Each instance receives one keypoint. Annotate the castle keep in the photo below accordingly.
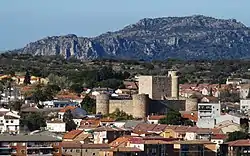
(157, 94)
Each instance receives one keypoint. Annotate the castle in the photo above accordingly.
(157, 95)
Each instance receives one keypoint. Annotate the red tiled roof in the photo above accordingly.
(67, 108)
(72, 134)
(130, 85)
(239, 143)
(117, 142)
(107, 120)
(77, 144)
(144, 127)
(156, 117)
(193, 116)
(219, 136)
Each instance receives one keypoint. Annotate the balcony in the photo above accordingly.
(39, 147)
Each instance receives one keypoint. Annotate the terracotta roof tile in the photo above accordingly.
(145, 127)
(67, 108)
(156, 117)
(117, 142)
(219, 136)
(107, 120)
(127, 149)
(193, 116)
(71, 145)
(72, 134)
(239, 143)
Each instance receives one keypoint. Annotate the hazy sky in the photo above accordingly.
(23, 21)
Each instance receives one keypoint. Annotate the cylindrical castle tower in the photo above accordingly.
(174, 84)
(102, 104)
(140, 104)
(191, 104)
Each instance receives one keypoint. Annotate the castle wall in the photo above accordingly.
(157, 87)
(145, 85)
(161, 87)
(191, 104)
(140, 105)
(125, 105)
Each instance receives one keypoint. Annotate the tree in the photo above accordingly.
(237, 135)
(68, 119)
(88, 104)
(34, 121)
(27, 78)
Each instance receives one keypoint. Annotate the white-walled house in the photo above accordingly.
(244, 105)
(56, 126)
(218, 139)
(227, 117)
(244, 92)
(9, 121)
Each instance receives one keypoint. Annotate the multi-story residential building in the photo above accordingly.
(235, 148)
(79, 149)
(9, 121)
(147, 146)
(108, 134)
(207, 113)
(56, 126)
(23, 145)
(244, 91)
(59, 103)
(244, 105)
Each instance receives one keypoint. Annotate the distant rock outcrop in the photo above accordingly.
(192, 37)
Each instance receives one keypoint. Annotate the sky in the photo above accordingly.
(24, 21)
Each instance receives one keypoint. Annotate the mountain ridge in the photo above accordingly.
(189, 37)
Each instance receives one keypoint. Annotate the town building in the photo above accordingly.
(79, 149)
(244, 106)
(155, 97)
(235, 148)
(23, 145)
(9, 121)
(207, 113)
(56, 126)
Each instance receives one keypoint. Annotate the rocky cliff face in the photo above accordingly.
(192, 37)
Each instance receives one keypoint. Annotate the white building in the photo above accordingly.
(244, 105)
(244, 92)
(56, 126)
(9, 121)
(207, 114)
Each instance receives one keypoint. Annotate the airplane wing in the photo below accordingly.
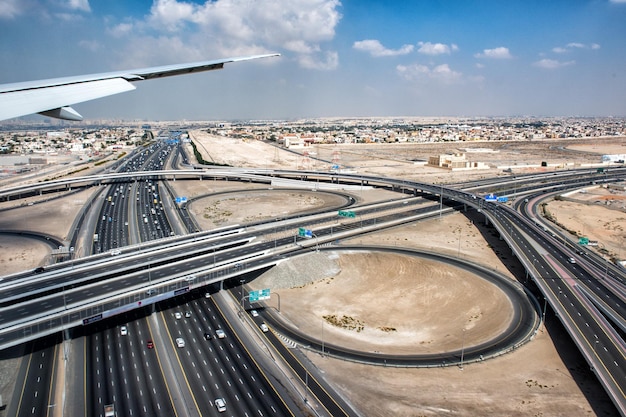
(54, 97)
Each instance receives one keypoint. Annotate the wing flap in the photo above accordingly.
(38, 100)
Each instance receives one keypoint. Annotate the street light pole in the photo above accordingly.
(462, 349)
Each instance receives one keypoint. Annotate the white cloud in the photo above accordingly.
(376, 49)
(552, 63)
(226, 26)
(121, 30)
(496, 53)
(428, 48)
(441, 73)
(82, 5)
(90, 45)
(329, 61)
(574, 45)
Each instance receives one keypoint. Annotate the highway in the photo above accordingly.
(570, 289)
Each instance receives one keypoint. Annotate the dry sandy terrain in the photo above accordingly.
(546, 377)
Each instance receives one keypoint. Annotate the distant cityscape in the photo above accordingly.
(50, 139)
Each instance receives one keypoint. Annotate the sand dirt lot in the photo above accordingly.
(546, 377)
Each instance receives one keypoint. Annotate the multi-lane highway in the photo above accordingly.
(570, 289)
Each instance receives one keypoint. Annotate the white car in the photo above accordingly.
(220, 404)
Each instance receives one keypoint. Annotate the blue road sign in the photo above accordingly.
(259, 295)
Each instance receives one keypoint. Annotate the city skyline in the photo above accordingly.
(339, 59)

● **Required task**
Return all the lines above unchanged, with the pictures left out.

● **Response to this task**
Each instance receives one keypoint. Annotate the castle keep in the photo below accordingly.
(157, 94)
Each instance receives one keypoint. Annotate the castle in the photo above accordingly.
(157, 95)
Each instance receives one keypoint. Annotate the red tiled roof in the photo above accordingly.
(67, 108)
(72, 134)
(130, 85)
(239, 143)
(117, 142)
(107, 120)
(77, 144)
(144, 127)
(156, 117)
(193, 116)
(219, 136)
Each instance receives one keypoint. Annotate the balcony in the photo above accordingly.
(39, 147)
Each instance receives one keypoint. Annotate the terracotta roof tile in the photo above accordingly.
(145, 127)
(67, 108)
(156, 117)
(117, 142)
(219, 136)
(107, 120)
(127, 149)
(193, 116)
(71, 145)
(72, 134)
(239, 143)
Each instance receives one keypoint. Annotate the hazy sky in the photo above accordingly.
(23, 21)
Each instance receives one keypoint. Annotate the cylindrical castle tower in the photo above accordingly.
(174, 84)
(102, 104)
(140, 104)
(191, 104)
Each instance receives one keypoint. Annotate the castle wall in the photo above accordingly.
(157, 87)
(145, 85)
(161, 87)
(191, 104)
(140, 105)
(125, 105)
Each instance receives one keypoint. Annotate the tree in the photo above accordingly.
(237, 135)
(68, 119)
(88, 104)
(34, 121)
(27, 78)
Each instance receives one keypoint. Annotate the white-walled house in the photo above accordingly.
(244, 105)
(56, 126)
(218, 139)
(227, 117)
(244, 92)
(9, 121)
Each instance receives one keypoint. Annotate the multi-story residential building in the photo above accordingly.
(235, 148)
(79, 149)
(9, 121)
(147, 146)
(108, 134)
(207, 113)
(56, 126)
(23, 145)
(244, 91)
(59, 103)
(244, 105)
Each instance receives one keypoint. Annotate the distant rock outcrop in the photo above accordingly.
(192, 37)
Each instance receives one keypoint. Annotate the sky in the photo above accordingly.
(24, 21)
Each instance receives one keypoint. Annotate the mountain ridge in the photo above accordingly.
(189, 37)
Each instance receives one keypoint. Annotate the town building in the photo above accordingly.
(79, 149)
(244, 106)
(155, 97)
(235, 148)
(23, 145)
(9, 121)
(207, 113)
(56, 126)
Each instance receives one keypoint. Annotate the rocky cliff face in the photo above accordingly.
(192, 37)
Each instance receives one keypoint. Annotate the white building in the photo above accordingly.
(244, 105)
(244, 92)
(56, 126)
(9, 121)
(207, 114)
Each instance receives one keypoint. Annotate the airplane wing in the photo below accordingly.
(54, 97)
Each instance receives one keypoint. Annotate the wing flap in the photo above accordingly.
(38, 100)
Each instance receives one keypoint. Annotate the street light pole in the photo above accordingly.
(462, 349)
Each instance receives one keypoint. Annotate the white cloud in the photo above accordingly.
(376, 49)
(552, 63)
(226, 26)
(121, 30)
(496, 53)
(428, 48)
(441, 73)
(82, 5)
(90, 45)
(329, 61)
(574, 45)
Each instance receives one keypoint. Annotate the highway in the photo above accordingly.
(570, 289)
Each instance receives one keypoint. Annotate the dry sandy terrain in the photo above accordingly.
(546, 377)
Each instance receives one keypoint. Annotate the distant cityscape in the photo above accordingly.
(50, 139)
Each instance receives one keypoint. Annotate the sand dirt lot in the photo above accordingly.
(546, 377)
Each instance receives one keypoint. Annotate the multi-lane highway in the photo above accordingly.
(570, 289)
Each instance receives one keypoint. Annotate the white car in the photo above accordingly.
(220, 404)
Each instance receives one keypoint. Annotate the blue road sign in the photo above accordingly.
(259, 295)
Each instance receives one keypoint. Annotate the city skyline in the photo above accordingly.
(339, 59)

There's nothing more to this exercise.